(Dataset rows showing where objects appear)
|---|

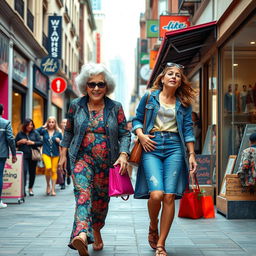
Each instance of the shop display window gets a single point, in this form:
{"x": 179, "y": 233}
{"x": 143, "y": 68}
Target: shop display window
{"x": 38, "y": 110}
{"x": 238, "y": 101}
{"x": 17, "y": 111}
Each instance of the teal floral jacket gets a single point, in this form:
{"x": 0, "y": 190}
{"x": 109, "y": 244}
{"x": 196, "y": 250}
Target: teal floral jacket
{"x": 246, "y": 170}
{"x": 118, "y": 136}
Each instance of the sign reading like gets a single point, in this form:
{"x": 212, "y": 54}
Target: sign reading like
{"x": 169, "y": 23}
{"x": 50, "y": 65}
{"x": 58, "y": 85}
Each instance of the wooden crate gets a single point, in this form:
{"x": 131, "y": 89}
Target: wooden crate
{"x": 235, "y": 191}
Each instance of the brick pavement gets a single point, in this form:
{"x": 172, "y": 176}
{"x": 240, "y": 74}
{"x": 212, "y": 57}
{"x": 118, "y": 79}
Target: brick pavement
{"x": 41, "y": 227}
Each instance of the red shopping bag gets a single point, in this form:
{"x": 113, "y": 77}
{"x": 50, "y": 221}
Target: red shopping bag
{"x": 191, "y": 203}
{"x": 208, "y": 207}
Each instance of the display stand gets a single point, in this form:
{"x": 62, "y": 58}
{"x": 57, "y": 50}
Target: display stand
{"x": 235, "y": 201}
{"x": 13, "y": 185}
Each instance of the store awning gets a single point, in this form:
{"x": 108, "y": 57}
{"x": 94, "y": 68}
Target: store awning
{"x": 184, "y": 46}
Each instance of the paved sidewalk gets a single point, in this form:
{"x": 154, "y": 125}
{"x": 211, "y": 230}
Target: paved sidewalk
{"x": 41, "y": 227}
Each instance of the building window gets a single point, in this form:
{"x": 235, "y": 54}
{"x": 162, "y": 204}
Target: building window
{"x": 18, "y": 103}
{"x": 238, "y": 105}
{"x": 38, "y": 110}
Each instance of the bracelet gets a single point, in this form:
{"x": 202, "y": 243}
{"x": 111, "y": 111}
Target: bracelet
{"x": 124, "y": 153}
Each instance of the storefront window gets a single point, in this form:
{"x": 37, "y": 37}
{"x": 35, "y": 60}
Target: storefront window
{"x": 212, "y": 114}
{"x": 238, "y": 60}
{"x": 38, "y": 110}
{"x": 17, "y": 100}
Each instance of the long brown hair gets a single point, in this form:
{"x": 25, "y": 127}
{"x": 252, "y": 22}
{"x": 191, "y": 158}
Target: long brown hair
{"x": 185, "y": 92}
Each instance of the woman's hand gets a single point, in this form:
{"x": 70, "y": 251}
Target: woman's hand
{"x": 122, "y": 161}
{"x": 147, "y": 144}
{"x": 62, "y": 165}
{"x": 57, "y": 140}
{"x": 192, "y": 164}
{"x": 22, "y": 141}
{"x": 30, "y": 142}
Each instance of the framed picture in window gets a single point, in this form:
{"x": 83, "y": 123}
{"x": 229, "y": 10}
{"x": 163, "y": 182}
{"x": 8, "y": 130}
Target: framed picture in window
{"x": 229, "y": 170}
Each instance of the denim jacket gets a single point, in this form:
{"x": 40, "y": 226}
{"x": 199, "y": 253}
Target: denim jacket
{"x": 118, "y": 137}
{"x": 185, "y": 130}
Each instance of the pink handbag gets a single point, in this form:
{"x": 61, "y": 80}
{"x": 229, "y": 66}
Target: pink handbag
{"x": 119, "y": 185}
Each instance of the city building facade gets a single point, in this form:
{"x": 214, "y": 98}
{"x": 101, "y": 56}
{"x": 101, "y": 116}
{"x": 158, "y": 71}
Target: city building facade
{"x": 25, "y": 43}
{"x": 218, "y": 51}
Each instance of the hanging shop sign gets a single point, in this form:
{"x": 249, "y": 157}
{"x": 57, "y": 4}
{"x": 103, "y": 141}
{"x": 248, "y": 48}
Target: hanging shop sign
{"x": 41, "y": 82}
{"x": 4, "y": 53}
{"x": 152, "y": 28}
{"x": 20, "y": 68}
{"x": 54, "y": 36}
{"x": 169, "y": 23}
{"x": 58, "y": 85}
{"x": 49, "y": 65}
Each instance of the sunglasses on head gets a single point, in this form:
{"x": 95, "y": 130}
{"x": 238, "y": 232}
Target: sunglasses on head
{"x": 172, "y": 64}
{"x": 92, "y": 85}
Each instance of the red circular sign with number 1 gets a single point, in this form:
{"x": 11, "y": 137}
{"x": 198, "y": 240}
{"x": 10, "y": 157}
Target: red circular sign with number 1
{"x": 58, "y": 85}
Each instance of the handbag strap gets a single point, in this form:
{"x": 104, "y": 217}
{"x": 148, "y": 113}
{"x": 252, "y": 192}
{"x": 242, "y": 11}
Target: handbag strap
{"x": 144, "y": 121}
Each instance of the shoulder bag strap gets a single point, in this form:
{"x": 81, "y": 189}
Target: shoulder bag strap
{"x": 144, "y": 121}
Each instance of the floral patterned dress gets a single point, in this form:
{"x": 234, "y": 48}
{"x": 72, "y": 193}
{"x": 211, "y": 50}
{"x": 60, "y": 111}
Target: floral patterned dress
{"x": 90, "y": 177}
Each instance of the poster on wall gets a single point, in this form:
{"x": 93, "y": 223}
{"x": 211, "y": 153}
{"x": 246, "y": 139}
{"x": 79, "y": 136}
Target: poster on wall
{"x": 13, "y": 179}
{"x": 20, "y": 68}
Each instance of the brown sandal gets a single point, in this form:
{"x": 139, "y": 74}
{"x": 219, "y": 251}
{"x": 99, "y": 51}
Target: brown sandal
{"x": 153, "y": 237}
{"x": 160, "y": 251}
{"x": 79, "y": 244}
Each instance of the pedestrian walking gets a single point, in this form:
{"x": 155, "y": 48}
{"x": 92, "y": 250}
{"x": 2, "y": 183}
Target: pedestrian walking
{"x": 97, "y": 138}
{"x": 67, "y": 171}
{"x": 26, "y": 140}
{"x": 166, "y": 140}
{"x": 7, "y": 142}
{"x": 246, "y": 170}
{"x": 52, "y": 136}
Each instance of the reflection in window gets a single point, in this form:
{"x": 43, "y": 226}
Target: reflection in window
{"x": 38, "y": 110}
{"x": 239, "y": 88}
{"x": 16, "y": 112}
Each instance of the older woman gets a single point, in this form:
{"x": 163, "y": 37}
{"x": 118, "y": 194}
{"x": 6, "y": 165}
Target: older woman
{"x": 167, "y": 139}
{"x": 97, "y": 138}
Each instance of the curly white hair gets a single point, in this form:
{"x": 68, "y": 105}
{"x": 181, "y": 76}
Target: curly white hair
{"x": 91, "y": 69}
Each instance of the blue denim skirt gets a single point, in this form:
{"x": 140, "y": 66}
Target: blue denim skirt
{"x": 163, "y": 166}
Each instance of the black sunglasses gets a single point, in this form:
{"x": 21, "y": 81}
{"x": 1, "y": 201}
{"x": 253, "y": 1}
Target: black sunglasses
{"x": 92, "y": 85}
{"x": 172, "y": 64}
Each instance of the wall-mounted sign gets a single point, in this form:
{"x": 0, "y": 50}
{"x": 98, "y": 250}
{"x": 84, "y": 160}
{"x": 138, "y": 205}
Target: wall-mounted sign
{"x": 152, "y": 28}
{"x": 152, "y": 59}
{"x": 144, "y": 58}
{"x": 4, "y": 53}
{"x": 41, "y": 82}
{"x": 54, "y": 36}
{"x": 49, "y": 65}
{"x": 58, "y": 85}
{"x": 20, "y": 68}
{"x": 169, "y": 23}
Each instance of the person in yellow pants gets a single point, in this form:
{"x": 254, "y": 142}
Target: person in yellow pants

|---|

▶ [TASK DESCRIPTION]
Return every line of the records above verbatim, leaving the pictures out.

▶ [EXERCISE OUTPUT]
Each instance of the shop display window gets a single point, in this form:
{"x": 179, "y": 233}
{"x": 143, "y": 68}
Target: shop display window
{"x": 38, "y": 110}
{"x": 238, "y": 101}
{"x": 17, "y": 111}
Each instance of the teal floral jacket gets a single point, in this form:
{"x": 0, "y": 190}
{"x": 109, "y": 244}
{"x": 196, "y": 250}
Target: teal floral jacket
{"x": 246, "y": 170}
{"x": 118, "y": 136}
Each instance of the sign reading like gets a single point, in this form:
{"x": 212, "y": 54}
Target: sign reading like
{"x": 169, "y": 23}
{"x": 50, "y": 65}
{"x": 58, "y": 85}
Each instance of the wooden crate gets a single point, in this form:
{"x": 131, "y": 89}
Target: wooden crate
{"x": 235, "y": 191}
Each instance of the brick pavement gets a single point, in this form:
{"x": 172, "y": 176}
{"x": 240, "y": 74}
{"x": 212, "y": 57}
{"x": 118, "y": 79}
Target: brick pavement
{"x": 41, "y": 227}
Each instance of the red shopping bag gets a single point, in this form:
{"x": 113, "y": 77}
{"x": 50, "y": 221}
Target: red shopping bag
{"x": 191, "y": 203}
{"x": 208, "y": 207}
Each instance of the display stand gets a single point, in this form:
{"x": 62, "y": 58}
{"x": 57, "y": 50}
Target: display stand
{"x": 235, "y": 201}
{"x": 13, "y": 185}
Each instance of the store awning gets a single point, in this form:
{"x": 108, "y": 57}
{"x": 94, "y": 68}
Target: store awning
{"x": 184, "y": 46}
Each instance of the paved sidewalk gets a single point, in this form:
{"x": 154, "y": 125}
{"x": 211, "y": 230}
Target: paved sidewalk
{"x": 41, "y": 227}
Each instance of the building window gets a single point, in this form:
{"x": 235, "y": 54}
{"x": 162, "y": 204}
Target: building window
{"x": 18, "y": 103}
{"x": 238, "y": 105}
{"x": 38, "y": 110}
Each instance of the bracelet gets a single point, in this form:
{"x": 202, "y": 243}
{"x": 111, "y": 111}
Target: bracelet
{"x": 124, "y": 153}
Each instance of the storefront window gets a single point, in this form:
{"x": 37, "y": 37}
{"x": 35, "y": 60}
Target: storefront window
{"x": 212, "y": 114}
{"x": 238, "y": 60}
{"x": 38, "y": 110}
{"x": 17, "y": 100}
Each instance of the long brown hair gets a single point, in this form:
{"x": 25, "y": 127}
{"x": 252, "y": 22}
{"x": 191, "y": 158}
Target: long brown hair
{"x": 185, "y": 92}
Each instance of the woman's hand gets a single point, in this form:
{"x": 70, "y": 251}
Target: woman's hand
{"x": 122, "y": 161}
{"x": 147, "y": 144}
{"x": 62, "y": 165}
{"x": 57, "y": 140}
{"x": 192, "y": 164}
{"x": 22, "y": 141}
{"x": 30, "y": 142}
Each instance of the framed picture in window gets a single point, in this form:
{"x": 83, "y": 123}
{"x": 229, "y": 10}
{"x": 163, "y": 182}
{"x": 8, "y": 130}
Target: framed picture in window
{"x": 229, "y": 170}
Each instance of the denim jacket gets a single point, in this form:
{"x": 40, "y": 226}
{"x": 199, "y": 253}
Target: denim jacket
{"x": 118, "y": 137}
{"x": 185, "y": 130}
Each instance of the pink handbag gets a single point, in this form:
{"x": 61, "y": 80}
{"x": 229, "y": 66}
Target: pink handbag
{"x": 119, "y": 185}
Each instance of the city building facade gets a single point, in this form:
{"x": 214, "y": 98}
{"x": 101, "y": 56}
{"x": 101, "y": 116}
{"x": 158, "y": 71}
Target: city building facade
{"x": 25, "y": 43}
{"x": 218, "y": 51}
Each instance of the hanging shop sign gets a single point, in this form:
{"x": 249, "y": 157}
{"x": 57, "y": 4}
{"x": 103, "y": 141}
{"x": 248, "y": 48}
Target: hanging shop sign
{"x": 41, "y": 82}
{"x": 4, "y": 53}
{"x": 152, "y": 28}
{"x": 20, "y": 68}
{"x": 54, "y": 36}
{"x": 169, "y": 23}
{"x": 58, "y": 85}
{"x": 49, "y": 65}
Each instance of the sunglasses on head gets a single point, in this form:
{"x": 95, "y": 130}
{"x": 238, "y": 232}
Target: sunglasses on head
{"x": 172, "y": 64}
{"x": 92, "y": 85}
Each instance of the red circular sign with number 1 gets a single point, in this form:
{"x": 11, "y": 137}
{"x": 198, "y": 240}
{"x": 10, "y": 157}
Target: red circular sign with number 1
{"x": 58, "y": 85}
Each instance of the handbag strap gets a single point, in this form:
{"x": 104, "y": 217}
{"x": 148, "y": 113}
{"x": 252, "y": 192}
{"x": 242, "y": 11}
Target: handbag strap
{"x": 144, "y": 121}
Each instance of the shoulder bag strap gets a single point, in this form:
{"x": 81, "y": 189}
Target: shoulder bag strap
{"x": 144, "y": 121}
Each instance of the floral patterned dress gets a single point, in this form:
{"x": 234, "y": 48}
{"x": 72, "y": 193}
{"x": 211, "y": 50}
{"x": 60, "y": 111}
Target: floral patterned dress
{"x": 90, "y": 177}
Each instance of the poster on wall gets a single point, in this form:
{"x": 93, "y": 223}
{"x": 211, "y": 153}
{"x": 246, "y": 139}
{"x": 79, "y": 136}
Target: poster on wall
{"x": 13, "y": 179}
{"x": 20, "y": 68}
Each instance of the brown sandal gets a single point, in this form:
{"x": 139, "y": 74}
{"x": 219, "y": 251}
{"x": 99, "y": 51}
Target: brown sandal
{"x": 153, "y": 237}
{"x": 160, "y": 251}
{"x": 79, "y": 244}
Each instance of the pedestrian walking gets a single point, in this form:
{"x": 155, "y": 48}
{"x": 92, "y": 250}
{"x": 2, "y": 183}
Target: pedestrian walking
{"x": 97, "y": 138}
{"x": 67, "y": 171}
{"x": 26, "y": 140}
{"x": 166, "y": 140}
{"x": 7, "y": 142}
{"x": 246, "y": 170}
{"x": 52, "y": 136}
Each instance of the reflection in window gets a single point, in this form:
{"x": 43, "y": 226}
Target: reflection in window
{"x": 38, "y": 110}
{"x": 239, "y": 88}
{"x": 16, "y": 112}
Each instance of the older woman gets a single point, in this form:
{"x": 163, "y": 37}
{"x": 118, "y": 194}
{"x": 6, "y": 165}
Target: older woman
{"x": 167, "y": 139}
{"x": 97, "y": 138}
Each instance of the curly white hair gets a single point, in this form:
{"x": 68, "y": 105}
{"x": 181, "y": 76}
Target: curly white hair
{"x": 91, "y": 69}
Each instance of the blue denim skirt gets a single point, in this form:
{"x": 140, "y": 66}
Target: blue denim skirt
{"x": 163, "y": 166}
Each instance of the black sunglasses gets a single point, in this form:
{"x": 21, "y": 81}
{"x": 1, "y": 201}
{"x": 253, "y": 1}
Target: black sunglasses
{"x": 92, "y": 85}
{"x": 172, "y": 64}
Each instance of the wall-mounted sign gets a single point, in this form:
{"x": 0, "y": 50}
{"x": 98, "y": 250}
{"x": 84, "y": 160}
{"x": 138, "y": 205}
Target: wall-mounted sign
{"x": 152, "y": 28}
{"x": 152, "y": 59}
{"x": 144, "y": 58}
{"x": 4, "y": 53}
{"x": 41, "y": 82}
{"x": 54, "y": 36}
{"x": 49, "y": 65}
{"x": 58, "y": 85}
{"x": 20, "y": 68}
{"x": 169, "y": 23}
Each instance of the person in yellow pants gets a single point, in this form:
{"x": 254, "y": 142}
Target: person in yellow pants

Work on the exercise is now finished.